Microsoft launches Phi-3-mini, a small AI model that outperforms larger rivals like Mixtral 8x7B and GPT-3.5
In the ever-intensifying competition of generative AI, Microsoft on Tuesday announced the launch of Phi-3 mini, a fresh lineup of compact language models (SLMs) that outshine their larger counterparts, setting new standards for smaller-scale AI models.
The Phi-3 model range comprises three variants: Phi-3-mini, packing 3.8 billion parameters; Phi-3-small, with 7 billion parameters; and Phi-3-medium, boasting 14 billion parameters. Despite its smaller size, Phi-3-mini stands toe-to-toe with Mixtral and GPT 3.5 in benchmarks, flaunting an impressive 128k context window.
“We introduce phi-3-mini, a 3.8 billion parameter language model trained on 3.3 trillion tokens, whose overall performance, as measured by both academic benchmarks and internal testing, rivals that of models such as Mixtral 8x7B and GPT-3.5 (e.g., phi-3-mini achieves 69% on MMLU and 8.38 on MT-bench), despite being small enough to be deployed on a phone,” Microsoft said in the Phi-3 Technical Report research paper.
What’s striking about Phi-3-mini is not just its performance, but also its ability to be deployed on-device without compromising quality or cost-effectiveness, thanks to its 3.8 billion parameters. Meanwhile, Phi-3-small and Phi-3-medium, with 7 billion and 14 billion parameters respectively, are still undergoing training and are slated for release soon.

Data extracts:
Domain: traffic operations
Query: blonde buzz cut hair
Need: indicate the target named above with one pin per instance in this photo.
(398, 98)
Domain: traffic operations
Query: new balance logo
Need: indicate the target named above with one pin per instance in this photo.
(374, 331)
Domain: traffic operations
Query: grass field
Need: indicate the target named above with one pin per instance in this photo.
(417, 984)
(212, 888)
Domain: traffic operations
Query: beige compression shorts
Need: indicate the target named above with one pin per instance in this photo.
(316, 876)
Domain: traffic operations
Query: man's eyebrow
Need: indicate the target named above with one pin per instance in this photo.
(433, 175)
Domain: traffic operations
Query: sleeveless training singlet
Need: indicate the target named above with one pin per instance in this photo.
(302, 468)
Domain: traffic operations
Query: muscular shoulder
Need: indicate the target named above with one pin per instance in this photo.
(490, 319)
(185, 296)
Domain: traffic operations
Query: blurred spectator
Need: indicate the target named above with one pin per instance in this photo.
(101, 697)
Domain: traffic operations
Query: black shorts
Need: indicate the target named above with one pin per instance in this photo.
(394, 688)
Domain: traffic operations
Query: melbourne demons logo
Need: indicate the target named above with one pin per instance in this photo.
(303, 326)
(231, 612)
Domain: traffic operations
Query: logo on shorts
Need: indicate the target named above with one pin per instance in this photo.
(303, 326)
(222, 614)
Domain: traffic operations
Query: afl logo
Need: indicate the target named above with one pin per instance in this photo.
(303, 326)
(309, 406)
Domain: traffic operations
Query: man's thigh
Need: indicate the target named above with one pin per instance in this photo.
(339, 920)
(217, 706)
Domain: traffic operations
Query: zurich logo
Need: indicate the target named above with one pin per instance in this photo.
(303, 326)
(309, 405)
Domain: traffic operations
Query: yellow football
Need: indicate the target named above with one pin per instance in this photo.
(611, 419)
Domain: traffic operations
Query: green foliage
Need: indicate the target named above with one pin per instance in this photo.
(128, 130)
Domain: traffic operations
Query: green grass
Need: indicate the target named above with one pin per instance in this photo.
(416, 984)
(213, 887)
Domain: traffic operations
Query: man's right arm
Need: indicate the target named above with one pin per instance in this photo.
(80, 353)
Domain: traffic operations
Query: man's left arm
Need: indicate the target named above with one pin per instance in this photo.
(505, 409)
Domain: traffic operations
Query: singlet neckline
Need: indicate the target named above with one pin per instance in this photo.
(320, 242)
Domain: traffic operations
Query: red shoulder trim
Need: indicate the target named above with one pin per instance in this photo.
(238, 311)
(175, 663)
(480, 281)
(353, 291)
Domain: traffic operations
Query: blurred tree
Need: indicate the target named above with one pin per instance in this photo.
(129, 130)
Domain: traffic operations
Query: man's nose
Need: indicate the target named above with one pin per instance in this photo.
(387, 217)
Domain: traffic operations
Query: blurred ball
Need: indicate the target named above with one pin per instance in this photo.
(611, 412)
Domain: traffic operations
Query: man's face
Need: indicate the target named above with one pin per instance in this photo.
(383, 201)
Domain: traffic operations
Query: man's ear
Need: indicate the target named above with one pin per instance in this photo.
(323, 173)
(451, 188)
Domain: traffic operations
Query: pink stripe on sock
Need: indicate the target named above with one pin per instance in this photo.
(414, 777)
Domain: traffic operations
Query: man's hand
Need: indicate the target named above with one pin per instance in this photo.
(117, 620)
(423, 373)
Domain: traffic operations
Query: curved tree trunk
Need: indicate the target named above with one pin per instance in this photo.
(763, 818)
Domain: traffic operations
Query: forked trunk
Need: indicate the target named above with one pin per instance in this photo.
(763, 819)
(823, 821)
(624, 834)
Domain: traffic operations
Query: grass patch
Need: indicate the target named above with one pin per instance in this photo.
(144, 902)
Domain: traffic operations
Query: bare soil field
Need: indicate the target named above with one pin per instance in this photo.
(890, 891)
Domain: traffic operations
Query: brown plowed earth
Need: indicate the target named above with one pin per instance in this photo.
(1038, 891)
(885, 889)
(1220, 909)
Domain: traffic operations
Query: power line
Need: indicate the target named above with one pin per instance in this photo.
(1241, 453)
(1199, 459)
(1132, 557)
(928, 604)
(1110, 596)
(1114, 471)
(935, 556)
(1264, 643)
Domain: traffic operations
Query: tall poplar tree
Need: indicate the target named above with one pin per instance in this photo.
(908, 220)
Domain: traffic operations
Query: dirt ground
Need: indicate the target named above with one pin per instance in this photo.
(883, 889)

Exercise objective: Please extend the article on Microsoft's Phi-3-mini launch, picking up after its last sentence. The entries have nothing to do with this.

Solved exercise:
Why This Matters:
Phi-3-mini’s achievement is noteworthy as it surpasses much larger models on various benchmarks, including GPT-3.5 and Mixtral 8x7B, despite having significantly fewer parameters. This is crucial because smaller models typically offer faster processing, lower operational costs, and demand less computational resources.
Phi-3-mini is accessible on Microsoft’s Azure cloud platform, as well as on open-source platforms like Hugging Face and Ollama. Meanwhile, the forthcoming Phi-3-small and Phi-3-medium models from the Phi-3 family are anticipated to further broaden the landscape.
Microsoft’s unveiling underscores that, with appropriate training data and methodologies, small language models can pack a hefty punch. Particularly, the capabilities of Phi-3-mini represent a major breakthrough, paving the way for high-performance models to efficiently operate on our mobile devices.
The launch of Phi-3-mini comes just a month after Microsoft hired DeepMind co-founder Mustafa Suleyman to run its newly formed consumer AI unit dubbed Microsoft AI.